↓↓↓
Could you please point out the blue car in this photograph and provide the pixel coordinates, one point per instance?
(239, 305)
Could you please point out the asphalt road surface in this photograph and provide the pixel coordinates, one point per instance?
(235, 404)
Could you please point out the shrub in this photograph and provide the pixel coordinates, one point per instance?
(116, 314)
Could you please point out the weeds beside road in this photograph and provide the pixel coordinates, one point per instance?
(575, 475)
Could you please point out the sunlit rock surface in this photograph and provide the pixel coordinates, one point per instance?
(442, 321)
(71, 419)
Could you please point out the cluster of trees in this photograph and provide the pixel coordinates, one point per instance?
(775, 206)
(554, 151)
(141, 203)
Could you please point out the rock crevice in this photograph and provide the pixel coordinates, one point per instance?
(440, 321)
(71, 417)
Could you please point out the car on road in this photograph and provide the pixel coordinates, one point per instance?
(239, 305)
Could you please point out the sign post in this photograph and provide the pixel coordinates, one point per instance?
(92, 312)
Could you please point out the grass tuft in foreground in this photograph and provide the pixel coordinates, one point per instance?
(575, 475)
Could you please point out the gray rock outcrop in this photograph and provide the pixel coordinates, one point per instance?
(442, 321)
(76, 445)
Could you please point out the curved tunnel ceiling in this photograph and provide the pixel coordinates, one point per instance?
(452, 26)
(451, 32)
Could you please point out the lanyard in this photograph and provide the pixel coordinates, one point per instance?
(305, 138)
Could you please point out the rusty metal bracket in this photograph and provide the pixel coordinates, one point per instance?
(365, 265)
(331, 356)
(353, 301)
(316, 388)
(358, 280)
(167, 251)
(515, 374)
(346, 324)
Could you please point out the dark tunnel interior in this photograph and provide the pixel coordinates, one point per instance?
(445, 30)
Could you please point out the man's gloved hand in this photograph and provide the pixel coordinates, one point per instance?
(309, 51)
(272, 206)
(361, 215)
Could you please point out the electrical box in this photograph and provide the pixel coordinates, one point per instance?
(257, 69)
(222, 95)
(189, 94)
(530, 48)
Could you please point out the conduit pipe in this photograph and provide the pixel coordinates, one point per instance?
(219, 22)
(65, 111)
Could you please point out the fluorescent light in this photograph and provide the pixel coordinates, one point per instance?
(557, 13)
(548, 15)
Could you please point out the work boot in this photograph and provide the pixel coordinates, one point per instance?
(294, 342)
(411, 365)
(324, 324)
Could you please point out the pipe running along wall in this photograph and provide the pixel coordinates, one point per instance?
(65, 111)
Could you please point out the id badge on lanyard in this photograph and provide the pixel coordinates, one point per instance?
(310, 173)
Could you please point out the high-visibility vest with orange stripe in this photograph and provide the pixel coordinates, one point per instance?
↑↑↑
■ Exercise: Lay out every line of the data above as a JSON array of strings, one string per line, with any blank lines left out.

■ Output of the task:
[
  "Could you please point out the blue car in this photograph and provide the pixel coordinates, one point per instance?",
  "(239, 305)",
  "Could you please point out the asphalt road surface in this photograph and provide the pixel coordinates, one point per instance?",
  "(235, 404)",
  "Could you please point out the shrub in this photograph and provide the pixel coordinates, one point per instance?",
  "(116, 314)",
  "Could you please point out the weeds beside road in this photograph and provide the pixel coordinates, one point per instance?",
  "(575, 475)",
  "Could you please point out the sunlit rock surface in this photograph and provide the pixel coordinates, one point per instance?",
  "(442, 321)",
  "(71, 419)",
  "Could you please point out the cluster of trees in this photograph and provide the pixel coordinates, one point per instance?",
  "(775, 206)",
  "(554, 151)",
  "(141, 203)",
  "Could you please point out the rock crevice in this photograph and provide the pixel coordinates, one point per instance?",
  "(440, 321)",
  "(71, 417)",
  "Could you please point out the car on road in this photograph and provide the pixel coordinates, one point per instance?",
  "(239, 305)",
  "Could you please point out the sign post in this photograph and provide the pixel coordinates, one point per instance?",
  "(92, 312)",
  "Could you please point out the grass tuft in foreground in this photograph and provide the pixel coordinates, one point per instance?",
  "(575, 475)",
  "Could you please point out the gray rock outcrop in this photograph and provide the pixel coordinates, one point per instance?",
  "(442, 321)",
  "(76, 445)",
  "Could you please point out the curved tunnel ceiling in this photograph and provide the pixel coordinates, one point per instance?",
  "(452, 26)",
  "(451, 32)",
  "Could you please point out the lanyard in this photograph and provide the pixel coordinates, one point per instance?",
  "(305, 138)",
  "Could you please point out the rusty metal bracket in this photograph and provide the pixel coordinates, one point per instance?",
  "(365, 265)",
  "(331, 356)",
  "(353, 301)",
  "(316, 388)",
  "(358, 280)",
  "(167, 251)",
  "(515, 374)",
  "(346, 324)",
  "Could you please point out the dark tunnel interior in this photograph and provide the pixel coordinates, one point per instance?",
  "(445, 30)",
  "Could you please point out the man's gloved hand in this photograph and provide the pixel coordinates, one point per instance?",
  "(309, 51)",
  "(272, 206)",
  "(361, 215)",
  "Could you please point out the electrical box in this photograph and provide the pixel coordinates, one point per instance?",
  "(257, 69)",
  "(222, 95)",
  "(189, 94)",
  "(530, 48)",
  "Could you please point out the conduit pipe in this photograph and provide the pixel coordinates, one point per instance?",
  "(219, 22)",
  "(65, 111)",
  "Could you please point out the fluorescent light in this photograph and provide the pixel coordinates, one point per instance?",
  "(557, 13)",
  "(548, 15)",
  "Could you please point out the work boot in this photograph and provide the pixel coordinates, one point per instance?",
  "(294, 342)",
  "(411, 365)",
  "(324, 324)",
  "Could you please point out the pipe running along wall in this photograph and provide the pixel coordinates, one point per instance?",
  "(65, 111)",
  "Could you please point out the id badge on lanyard in this photograph and provide the pixel coordinates, one point per instance?",
  "(310, 173)",
  "Could you please point out the high-visibility vest with orange stripe in this photograph and provide the pixel coordinates, one point per instance?"
]